EXERCISE DETAILS: List every line of the material below that contains the word "jacket". Case matters, so a line counts only if its capitalization matches.

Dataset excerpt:

>>

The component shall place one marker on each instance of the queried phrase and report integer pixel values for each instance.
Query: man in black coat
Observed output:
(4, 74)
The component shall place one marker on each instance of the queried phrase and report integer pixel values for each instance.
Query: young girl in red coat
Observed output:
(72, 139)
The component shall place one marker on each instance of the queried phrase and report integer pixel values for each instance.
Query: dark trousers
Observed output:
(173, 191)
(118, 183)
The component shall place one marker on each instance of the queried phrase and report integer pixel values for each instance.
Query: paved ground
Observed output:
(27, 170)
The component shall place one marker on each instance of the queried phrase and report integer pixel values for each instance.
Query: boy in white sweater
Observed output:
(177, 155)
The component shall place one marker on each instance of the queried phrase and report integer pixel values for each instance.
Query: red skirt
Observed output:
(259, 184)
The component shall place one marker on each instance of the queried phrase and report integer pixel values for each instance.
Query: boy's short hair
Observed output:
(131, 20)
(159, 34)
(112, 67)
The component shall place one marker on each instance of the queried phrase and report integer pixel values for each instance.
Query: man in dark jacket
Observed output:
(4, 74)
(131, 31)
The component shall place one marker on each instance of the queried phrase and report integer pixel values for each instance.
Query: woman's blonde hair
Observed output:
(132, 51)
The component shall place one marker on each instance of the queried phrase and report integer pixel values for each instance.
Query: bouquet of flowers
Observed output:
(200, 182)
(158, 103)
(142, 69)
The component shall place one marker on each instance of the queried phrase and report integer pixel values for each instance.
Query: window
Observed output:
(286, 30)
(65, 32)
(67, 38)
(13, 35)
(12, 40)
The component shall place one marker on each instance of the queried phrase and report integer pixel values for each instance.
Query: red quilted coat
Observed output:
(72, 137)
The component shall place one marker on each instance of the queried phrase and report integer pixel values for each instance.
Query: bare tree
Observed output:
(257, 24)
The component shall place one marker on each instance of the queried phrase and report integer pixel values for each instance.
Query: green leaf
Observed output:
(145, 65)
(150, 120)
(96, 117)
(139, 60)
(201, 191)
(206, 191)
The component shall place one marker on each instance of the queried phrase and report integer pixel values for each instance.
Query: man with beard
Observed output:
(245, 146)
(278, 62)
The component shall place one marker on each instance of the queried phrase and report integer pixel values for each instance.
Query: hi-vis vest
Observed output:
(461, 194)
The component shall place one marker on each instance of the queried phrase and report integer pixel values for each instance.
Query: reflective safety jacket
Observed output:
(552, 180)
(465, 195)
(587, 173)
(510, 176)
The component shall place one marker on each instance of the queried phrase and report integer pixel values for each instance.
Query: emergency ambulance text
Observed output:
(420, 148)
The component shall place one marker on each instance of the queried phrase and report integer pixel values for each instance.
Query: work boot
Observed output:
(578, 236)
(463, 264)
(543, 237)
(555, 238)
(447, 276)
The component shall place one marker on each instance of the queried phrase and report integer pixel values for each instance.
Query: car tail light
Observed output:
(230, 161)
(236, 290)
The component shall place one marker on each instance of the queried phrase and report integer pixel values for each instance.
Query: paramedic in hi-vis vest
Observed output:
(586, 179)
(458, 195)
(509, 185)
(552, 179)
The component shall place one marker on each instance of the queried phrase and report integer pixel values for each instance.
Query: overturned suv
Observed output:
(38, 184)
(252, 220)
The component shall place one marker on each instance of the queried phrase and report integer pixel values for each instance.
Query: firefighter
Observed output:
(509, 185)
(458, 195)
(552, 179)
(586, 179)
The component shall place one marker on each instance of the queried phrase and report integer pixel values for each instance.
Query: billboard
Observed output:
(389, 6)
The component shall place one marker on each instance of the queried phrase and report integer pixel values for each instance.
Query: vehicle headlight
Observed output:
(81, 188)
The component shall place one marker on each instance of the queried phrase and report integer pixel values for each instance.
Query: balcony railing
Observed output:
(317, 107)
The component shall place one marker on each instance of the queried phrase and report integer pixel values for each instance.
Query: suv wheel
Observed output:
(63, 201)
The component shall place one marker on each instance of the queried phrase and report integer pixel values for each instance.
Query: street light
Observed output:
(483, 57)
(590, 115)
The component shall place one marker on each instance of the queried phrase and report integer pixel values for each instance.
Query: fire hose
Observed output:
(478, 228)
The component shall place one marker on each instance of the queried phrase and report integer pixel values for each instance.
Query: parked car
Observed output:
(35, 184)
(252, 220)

<<

EXERCISE RESPONSE:
Query: man in dark jacket
Query: reflective safety jacket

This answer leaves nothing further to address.